An exact copy of the entries, with every picture omitted, is what is needed here.

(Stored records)

--*--

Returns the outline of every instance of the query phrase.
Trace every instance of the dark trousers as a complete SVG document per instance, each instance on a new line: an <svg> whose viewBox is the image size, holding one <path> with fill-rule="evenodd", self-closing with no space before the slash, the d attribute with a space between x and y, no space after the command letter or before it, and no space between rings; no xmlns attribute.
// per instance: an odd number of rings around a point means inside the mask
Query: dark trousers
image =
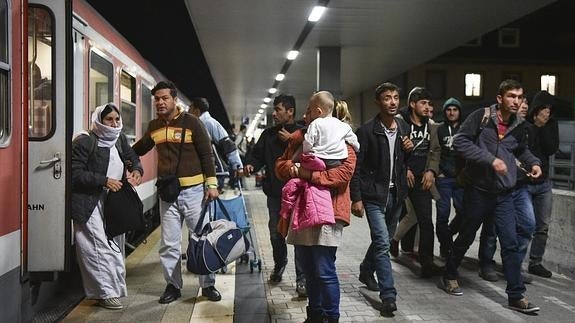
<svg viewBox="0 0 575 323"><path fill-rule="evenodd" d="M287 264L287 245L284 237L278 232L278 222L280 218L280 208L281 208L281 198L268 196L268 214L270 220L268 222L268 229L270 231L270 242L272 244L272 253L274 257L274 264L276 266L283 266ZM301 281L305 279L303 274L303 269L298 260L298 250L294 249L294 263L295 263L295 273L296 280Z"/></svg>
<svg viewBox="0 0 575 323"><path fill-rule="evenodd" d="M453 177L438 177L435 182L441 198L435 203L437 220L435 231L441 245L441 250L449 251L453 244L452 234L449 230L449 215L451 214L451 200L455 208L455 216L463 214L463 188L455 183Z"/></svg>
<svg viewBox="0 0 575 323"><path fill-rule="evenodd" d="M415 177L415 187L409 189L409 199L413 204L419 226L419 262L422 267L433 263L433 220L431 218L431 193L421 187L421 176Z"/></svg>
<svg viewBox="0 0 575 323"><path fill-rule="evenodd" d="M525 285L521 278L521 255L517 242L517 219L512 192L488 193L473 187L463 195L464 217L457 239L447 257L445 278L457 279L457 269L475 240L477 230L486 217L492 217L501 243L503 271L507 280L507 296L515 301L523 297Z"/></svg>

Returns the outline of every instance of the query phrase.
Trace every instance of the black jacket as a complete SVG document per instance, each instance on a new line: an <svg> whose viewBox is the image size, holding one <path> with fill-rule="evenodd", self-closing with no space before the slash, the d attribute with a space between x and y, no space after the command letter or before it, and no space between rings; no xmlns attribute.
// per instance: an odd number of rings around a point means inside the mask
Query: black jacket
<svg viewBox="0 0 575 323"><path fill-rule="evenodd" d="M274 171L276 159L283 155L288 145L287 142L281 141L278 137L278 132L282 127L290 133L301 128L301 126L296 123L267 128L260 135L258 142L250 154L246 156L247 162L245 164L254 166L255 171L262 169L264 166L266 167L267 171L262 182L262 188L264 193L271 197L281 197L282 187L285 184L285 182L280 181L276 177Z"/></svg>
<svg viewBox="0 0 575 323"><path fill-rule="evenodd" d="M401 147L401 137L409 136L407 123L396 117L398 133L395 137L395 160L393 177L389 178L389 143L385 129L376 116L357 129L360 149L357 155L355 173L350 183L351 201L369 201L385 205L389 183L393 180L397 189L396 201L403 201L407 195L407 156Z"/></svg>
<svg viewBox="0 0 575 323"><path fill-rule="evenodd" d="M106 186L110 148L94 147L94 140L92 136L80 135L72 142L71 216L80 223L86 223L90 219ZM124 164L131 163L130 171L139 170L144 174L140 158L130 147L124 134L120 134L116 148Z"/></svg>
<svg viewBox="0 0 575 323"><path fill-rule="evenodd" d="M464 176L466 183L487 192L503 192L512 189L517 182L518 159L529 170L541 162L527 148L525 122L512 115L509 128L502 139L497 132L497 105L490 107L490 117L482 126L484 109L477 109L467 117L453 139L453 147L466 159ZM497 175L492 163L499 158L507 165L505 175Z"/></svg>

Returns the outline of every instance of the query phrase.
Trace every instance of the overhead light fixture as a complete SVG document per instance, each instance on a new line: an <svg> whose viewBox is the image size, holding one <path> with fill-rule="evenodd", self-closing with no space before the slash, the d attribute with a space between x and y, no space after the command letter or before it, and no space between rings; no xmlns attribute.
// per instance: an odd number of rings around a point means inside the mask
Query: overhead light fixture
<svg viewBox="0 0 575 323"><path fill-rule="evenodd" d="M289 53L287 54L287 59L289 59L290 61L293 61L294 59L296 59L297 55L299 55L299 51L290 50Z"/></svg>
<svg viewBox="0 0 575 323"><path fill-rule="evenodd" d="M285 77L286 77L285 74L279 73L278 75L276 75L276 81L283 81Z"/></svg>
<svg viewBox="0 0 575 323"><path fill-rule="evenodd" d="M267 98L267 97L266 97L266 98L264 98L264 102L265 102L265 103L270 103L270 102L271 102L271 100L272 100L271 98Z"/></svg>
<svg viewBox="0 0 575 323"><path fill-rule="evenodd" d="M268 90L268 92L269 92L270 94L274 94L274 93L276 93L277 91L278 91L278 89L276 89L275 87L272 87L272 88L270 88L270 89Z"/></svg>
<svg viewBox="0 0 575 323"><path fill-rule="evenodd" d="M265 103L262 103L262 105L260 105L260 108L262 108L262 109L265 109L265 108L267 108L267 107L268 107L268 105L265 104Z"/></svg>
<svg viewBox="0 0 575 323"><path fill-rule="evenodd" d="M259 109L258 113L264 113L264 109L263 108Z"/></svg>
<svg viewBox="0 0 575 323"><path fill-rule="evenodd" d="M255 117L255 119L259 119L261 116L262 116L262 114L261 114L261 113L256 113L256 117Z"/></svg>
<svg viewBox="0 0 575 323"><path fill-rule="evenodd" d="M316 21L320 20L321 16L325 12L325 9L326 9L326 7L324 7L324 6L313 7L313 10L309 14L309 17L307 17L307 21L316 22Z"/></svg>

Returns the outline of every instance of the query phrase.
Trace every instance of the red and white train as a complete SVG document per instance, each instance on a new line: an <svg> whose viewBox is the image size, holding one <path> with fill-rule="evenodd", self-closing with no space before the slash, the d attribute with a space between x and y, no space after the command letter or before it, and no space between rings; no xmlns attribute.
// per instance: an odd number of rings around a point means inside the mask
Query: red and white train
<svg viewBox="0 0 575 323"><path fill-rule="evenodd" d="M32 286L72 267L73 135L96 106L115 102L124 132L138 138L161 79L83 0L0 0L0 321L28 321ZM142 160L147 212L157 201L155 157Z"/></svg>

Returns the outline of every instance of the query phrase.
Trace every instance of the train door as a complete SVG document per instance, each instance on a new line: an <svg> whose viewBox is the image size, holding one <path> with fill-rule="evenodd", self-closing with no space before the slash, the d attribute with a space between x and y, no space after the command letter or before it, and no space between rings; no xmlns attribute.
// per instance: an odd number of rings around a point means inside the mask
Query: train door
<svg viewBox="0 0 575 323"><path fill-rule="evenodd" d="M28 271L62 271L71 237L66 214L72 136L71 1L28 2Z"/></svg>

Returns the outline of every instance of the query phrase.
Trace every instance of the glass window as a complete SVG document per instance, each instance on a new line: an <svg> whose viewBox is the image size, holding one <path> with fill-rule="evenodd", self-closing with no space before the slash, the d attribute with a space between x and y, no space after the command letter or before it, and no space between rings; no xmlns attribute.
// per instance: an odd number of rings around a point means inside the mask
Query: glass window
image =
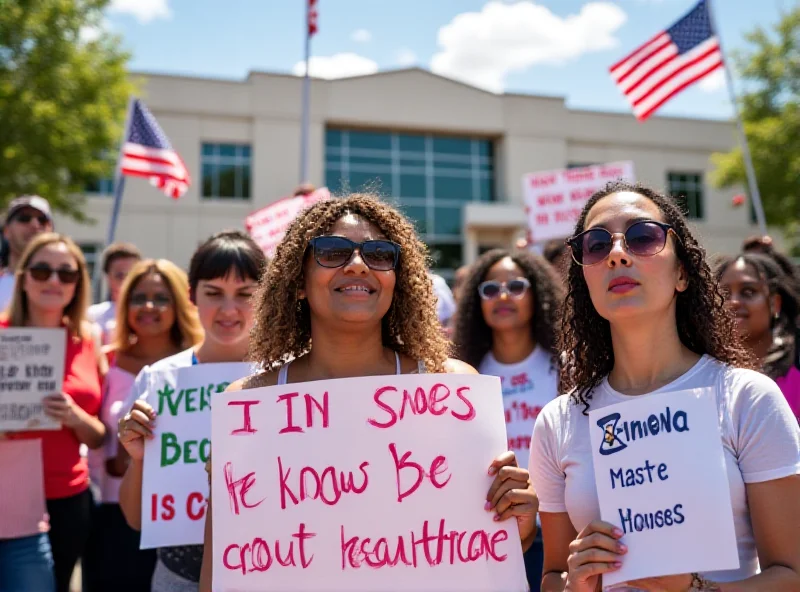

--*--

> **Answer to this exercise**:
Returns the outline of every instance of the query phrase.
Trace every instance of the dark trousers as a complete SVG document per instance, each instance on a new line: an <svg> whose viewBox is the image size, holding one <path> with fill-rule="evenodd", self-closing with no space before the slash, the d attribute with a space between x and y, no space after the command letter or before it, and no space between rings; no xmlns attribute.
// per instance: an odd number of rings around a point means inside the mask
Query: dark trousers
image =
<svg viewBox="0 0 575 323"><path fill-rule="evenodd" d="M287 264L287 245L284 237L278 232L278 222L280 218L280 208L281 208L281 198L268 196L268 214L270 220L268 222L268 229L270 231L270 242L272 244L272 253L274 257L274 264L276 266L283 266ZM301 281L305 279L303 274L303 269L298 260L298 250L294 249L294 263L295 263L295 273L296 280Z"/></svg>
<svg viewBox="0 0 575 323"><path fill-rule="evenodd" d="M453 177L438 177L435 182L441 198L435 203L437 220L435 231L441 245L441 250L449 251L453 244L452 234L449 230L449 215L451 214L451 200L455 208L455 216L463 214L463 188L455 183Z"/></svg>
<svg viewBox="0 0 575 323"><path fill-rule="evenodd" d="M415 177L415 187L409 189L409 199L413 204L419 226L419 262L422 267L433 263L433 220L431 218L431 193L421 187L421 176Z"/></svg>
<svg viewBox="0 0 575 323"><path fill-rule="evenodd" d="M525 285L521 278L521 255L517 242L517 219L512 192L488 193L473 187L463 195L464 217L457 239L447 257L445 278L457 279L457 269L475 240L477 230L486 217L492 217L501 243L503 271L507 280L507 296L515 301L523 297Z"/></svg>

Returns the outline of every instance of the query phrase.
Trace every instance of the black jacket as a complete SVG document per instance, each instance on a new line: an <svg> whose viewBox is the image size, holding one <path> with fill-rule="evenodd", self-closing with no space before the slash, the d attribute with a space between x and y, no space after the command letter or before it, and no space between rings; no xmlns attribute.
// per instance: an odd number of rings around a point means inside the mask
Query: black jacket
<svg viewBox="0 0 575 323"><path fill-rule="evenodd" d="M274 171L276 159L283 155L288 145L287 142L281 141L278 137L278 132L282 127L290 133L301 128L301 126L296 123L267 128L260 135L258 142L250 154L246 156L247 162L245 164L254 166L255 171L262 169L264 166L266 167L267 171L262 182L262 188L264 193L271 197L281 197L282 187L285 184L285 182L280 181L276 177Z"/></svg>
<svg viewBox="0 0 575 323"><path fill-rule="evenodd" d="M401 147L401 137L409 136L407 123L396 117L398 133L395 137L395 160L393 177L389 178L389 143L385 129L376 116L357 129L360 149L357 155L355 173L350 183L351 201L369 201L385 205L389 183L393 180L397 189L396 201L403 201L407 195L407 156Z"/></svg>
<svg viewBox="0 0 575 323"><path fill-rule="evenodd" d="M106 186L110 148L94 147L94 140L92 136L80 135L72 142L71 216L80 223L86 223L90 219ZM124 164L131 163L130 171L139 170L144 174L140 158L130 147L124 134L120 134L116 148Z"/></svg>
<svg viewBox="0 0 575 323"><path fill-rule="evenodd" d="M464 176L466 183L487 192L503 192L512 189L517 182L518 159L529 170L541 162L527 148L525 122L512 115L509 128L502 139L497 132L497 105L490 107L490 117L482 126L484 109L477 109L467 117L453 139L453 147L466 159ZM497 175L492 163L499 158L507 165L505 175Z"/></svg>

Returns the outline of every instance of the query phrase.
Trace every instance of the overhead light fixture as a complete SVG document per instance, each instance on a new line: an <svg> whose viewBox is the image size, holding one <path> with fill-rule="evenodd", self-closing with no space before the slash, the d attribute with a space between x and y, no space after the command letter or before it, and no space between rings; no xmlns attribute.
// per instance: an odd number of rings around a point means inside the mask
Query: overhead light fixture
<svg viewBox="0 0 575 323"><path fill-rule="evenodd" d="M289 53L287 54L287 59L289 59L290 61L293 61L294 59L296 59L297 55L299 55L299 51L290 50Z"/></svg>
<svg viewBox="0 0 575 323"><path fill-rule="evenodd" d="M285 77L286 77L285 74L279 73L278 75L276 75L276 81L283 81Z"/></svg>
<svg viewBox="0 0 575 323"><path fill-rule="evenodd" d="M267 98L267 97L266 97L266 98L264 98L264 102L265 102L265 103L270 103L270 102L271 102L271 100L272 100L271 98Z"/></svg>
<svg viewBox="0 0 575 323"><path fill-rule="evenodd" d="M268 90L268 92L269 92L270 94L274 94L274 93L276 93L277 91L278 91L278 89L276 89L275 87L272 87L272 88L270 88L270 89Z"/></svg>
<svg viewBox="0 0 575 323"><path fill-rule="evenodd" d="M265 103L262 103L262 105L260 105L260 108L262 108L262 109L265 109L265 108L267 108L267 107L268 107L268 105L265 104Z"/></svg>
<svg viewBox="0 0 575 323"><path fill-rule="evenodd" d="M259 109L258 113L264 113L264 109L263 108Z"/></svg>
<svg viewBox="0 0 575 323"><path fill-rule="evenodd" d="M255 117L255 119L259 119L261 116L262 116L262 114L261 114L261 113L256 113L256 117Z"/></svg>
<svg viewBox="0 0 575 323"><path fill-rule="evenodd" d="M316 21L320 20L321 16L325 12L325 9L326 9L326 7L324 7L324 6L313 7L313 10L309 14L309 17L307 17L307 21L316 22Z"/></svg>

Returns the outline of every instance of the query phrase.
Trace every instance of the red and white train as a complete SVG document per instance, each instance on a new line: an <svg> whose viewBox is the image size, holding one <path> with fill-rule="evenodd", self-closing with no space before the slash, the d attribute with a space between x and y, no space after the command letter or before it, and no space between rings; no xmlns attribute.
// per instance: an odd number of rings around a point means inside the mask
Query: red and white train
<svg viewBox="0 0 575 323"><path fill-rule="evenodd" d="M32 286L72 267L73 135L96 106L115 102L124 132L138 138L161 79L83 0L0 0L0 321L28 321ZM142 160L147 212L157 201L155 157Z"/></svg>

Returns the outline of every instance of the query phrase.
Trace every instance of the train door as a complete SVG document per instance, each instance on a new line: an <svg> whose viewBox is the image size, holding one <path> with fill-rule="evenodd", self-closing with no space before the slash, the d attribute with a space between x and y, no space after the command letter or before it, and no space between rings; no xmlns attribute.
// per instance: an odd number of rings around a point means inside the mask
Query: train door
<svg viewBox="0 0 575 323"><path fill-rule="evenodd" d="M28 271L62 271L71 237L66 214L72 136L71 1L28 2Z"/></svg>

Returns the outline of every instance of the query phrase.
Trace every instance of the glass window as a complete SVG document per instance, each instance on a new line: an <svg> whose viewBox is the image size, holding one <path> with fill-rule="evenodd", self-closing with no space before the slash, the d attribute with a space between x and y, no space after the command letter or before it, and no space between rings; no xmlns attribute.
// per instance: an odd number of rings around a point means inside the mask
Query: glass window
image =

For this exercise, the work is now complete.